• [PROBLEM DESCRIPTION]
Copy out every one of the entries below word for word, leaving out the pictures.

• [DATA SECTION]
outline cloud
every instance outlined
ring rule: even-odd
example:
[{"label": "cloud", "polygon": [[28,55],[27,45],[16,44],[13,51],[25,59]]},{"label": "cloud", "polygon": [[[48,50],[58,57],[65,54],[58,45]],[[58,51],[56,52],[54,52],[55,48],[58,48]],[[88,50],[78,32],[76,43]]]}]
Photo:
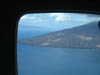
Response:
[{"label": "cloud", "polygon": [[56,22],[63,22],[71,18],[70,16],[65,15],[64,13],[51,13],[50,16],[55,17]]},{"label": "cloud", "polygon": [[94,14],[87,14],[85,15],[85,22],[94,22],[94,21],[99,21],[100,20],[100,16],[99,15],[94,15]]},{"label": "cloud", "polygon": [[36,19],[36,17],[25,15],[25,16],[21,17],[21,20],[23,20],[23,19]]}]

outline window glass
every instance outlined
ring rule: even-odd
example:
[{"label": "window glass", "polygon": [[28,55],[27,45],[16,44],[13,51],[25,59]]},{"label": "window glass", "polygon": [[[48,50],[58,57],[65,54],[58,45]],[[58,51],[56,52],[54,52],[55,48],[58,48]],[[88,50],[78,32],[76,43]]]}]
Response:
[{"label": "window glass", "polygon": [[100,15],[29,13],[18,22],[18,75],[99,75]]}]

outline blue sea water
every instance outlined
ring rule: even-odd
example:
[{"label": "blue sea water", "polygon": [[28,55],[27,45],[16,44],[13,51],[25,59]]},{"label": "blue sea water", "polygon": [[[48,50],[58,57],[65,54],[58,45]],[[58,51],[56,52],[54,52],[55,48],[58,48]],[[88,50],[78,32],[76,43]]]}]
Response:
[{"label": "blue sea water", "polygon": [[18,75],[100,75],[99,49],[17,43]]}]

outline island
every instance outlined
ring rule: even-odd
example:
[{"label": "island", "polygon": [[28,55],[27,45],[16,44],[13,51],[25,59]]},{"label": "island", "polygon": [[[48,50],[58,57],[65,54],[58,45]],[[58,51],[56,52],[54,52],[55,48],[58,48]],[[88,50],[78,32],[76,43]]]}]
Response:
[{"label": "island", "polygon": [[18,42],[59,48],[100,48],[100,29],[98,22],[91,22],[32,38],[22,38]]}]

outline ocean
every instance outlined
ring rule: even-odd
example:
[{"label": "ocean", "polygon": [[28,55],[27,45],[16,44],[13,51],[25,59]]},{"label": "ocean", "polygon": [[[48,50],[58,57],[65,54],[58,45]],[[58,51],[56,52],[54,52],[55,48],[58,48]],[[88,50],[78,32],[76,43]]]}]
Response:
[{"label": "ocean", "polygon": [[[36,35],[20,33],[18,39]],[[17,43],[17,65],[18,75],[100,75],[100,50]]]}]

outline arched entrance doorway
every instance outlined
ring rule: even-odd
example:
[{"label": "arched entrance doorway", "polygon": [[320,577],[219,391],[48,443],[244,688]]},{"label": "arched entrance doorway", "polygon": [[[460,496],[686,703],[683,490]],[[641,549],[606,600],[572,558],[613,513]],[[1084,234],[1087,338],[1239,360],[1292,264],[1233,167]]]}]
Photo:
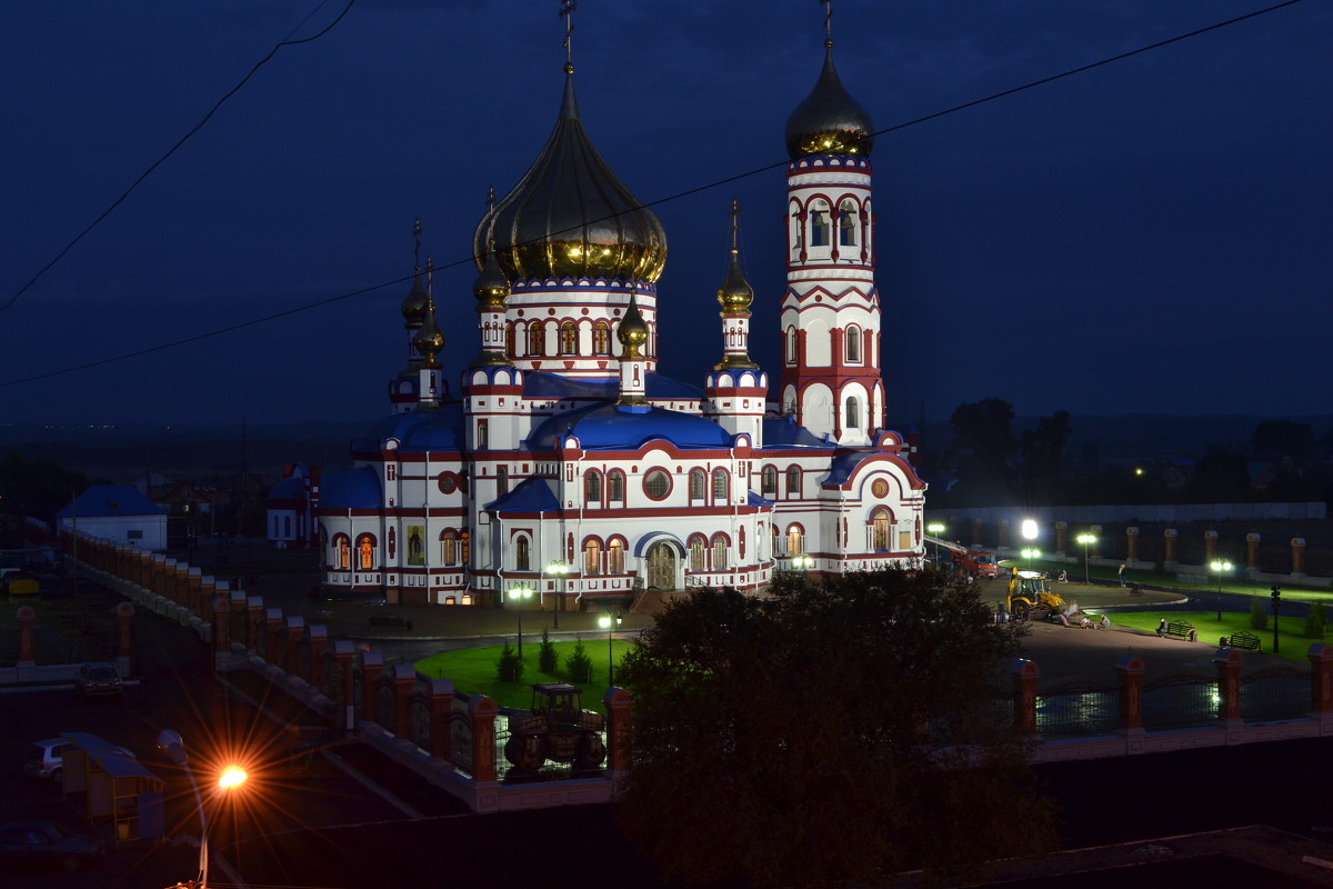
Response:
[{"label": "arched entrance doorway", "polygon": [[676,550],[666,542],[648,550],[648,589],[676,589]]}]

• [IN RESPONSE]
outline cloud
every instance outlined
ring rule: even-odd
example:
[{"label": "cloud", "polygon": [[28,55],[27,45],[16,44],[13,51],[25,59]]},{"label": "cloud", "polygon": [[[48,50],[58,57],[65,54],[58,45]],[[58,51],[56,52],[54,52],[55,48],[58,48]],[[88,50],[78,32],[76,43]]]}]
Photo:
Response:
[{"label": "cloud", "polygon": [[56,22],[63,22],[71,18],[70,16],[65,15],[64,13],[51,13],[50,16],[55,17]]},{"label": "cloud", "polygon": [[94,14],[87,14],[85,15],[85,22],[94,22],[94,21],[99,21],[100,20],[100,16],[99,15],[94,15]]},{"label": "cloud", "polygon": [[36,19],[36,17],[25,15],[25,16],[21,17],[21,20],[23,20],[23,19]]}]

outline window glass
every instance outlined
ring rule: even-odd
example:
[{"label": "window glass", "polygon": [[28,55],[27,45],[16,44],[13,51],[25,59]]},{"label": "window glass", "polygon": [[[48,50],[58,57],[65,54],[58,45]],[[58,51],[56,52],[54,52],[55,48],[58,48]],[[88,50],[78,32],[76,43]]]}]
Response:
[{"label": "window glass", "polygon": [[100,15],[29,13],[18,22],[18,75],[99,75]]}]

outline blue sea water
every instance outlined
ring rule: even-odd
example:
[{"label": "blue sea water", "polygon": [[28,55],[27,45],[16,44],[13,51],[25,59]]},{"label": "blue sea water", "polygon": [[[48,50],[58,57],[65,54],[58,45]],[[58,51],[56,52],[54,52],[55,48],[58,48]],[[88,50],[78,32],[76,43]]]}]
Response:
[{"label": "blue sea water", "polygon": [[18,75],[100,75],[99,49],[17,43]]}]

outline island
every instance outlined
ring rule: even-odd
example:
[{"label": "island", "polygon": [[28,55],[27,45],[16,44],[13,51],[25,59]]},{"label": "island", "polygon": [[[48,50],[58,57],[65,54],[58,45]],[[58,51],[56,52],[54,52],[55,48],[58,48]],[[88,50],[78,32],[76,43]]]}]
Response:
[{"label": "island", "polygon": [[18,42],[59,48],[100,48],[100,29],[98,22],[91,22],[32,38],[22,38]]}]

outline ocean
every instance outlined
ring rule: even-odd
example:
[{"label": "ocean", "polygon": [[28,55],[27,45],[16,44],[13,51],[25,59]]},{"label": "ocean", "polygon": [[[48,50],[58,57],[65,54],[58,45]],[[58,51],[56,52],[54,52],[55,48],[58,48]],[[88,50],[78,32],[76,43]]]}]
Response:
[{"label": "ocean", "polygon": [[[36,35],[20,33],[18,39]],[[17,43],[17,65],[18,75],[100,75],[100,50]]]}]

outline arched entrance doorway
every instance outlined
ring rule: even-odd
example:
[{"label": "arched entrance doorway", "polygon": [[320,577],[219,391],[48,443],[244,688]]},{"label": "arched entrance doorway", "polygon": [[[460,496],[686,703],[683,490]],[[641,549],[606,600],[572,558],[613,513]],[[1084,234],[1087,338],[1239,360],[1292,264],[1233,167]]]}]
Photo:
Response:
[{"label": "arched entrance doorway", "polygon": [[676,550],[666,542],[648,550],[648,589],[676,589]]}]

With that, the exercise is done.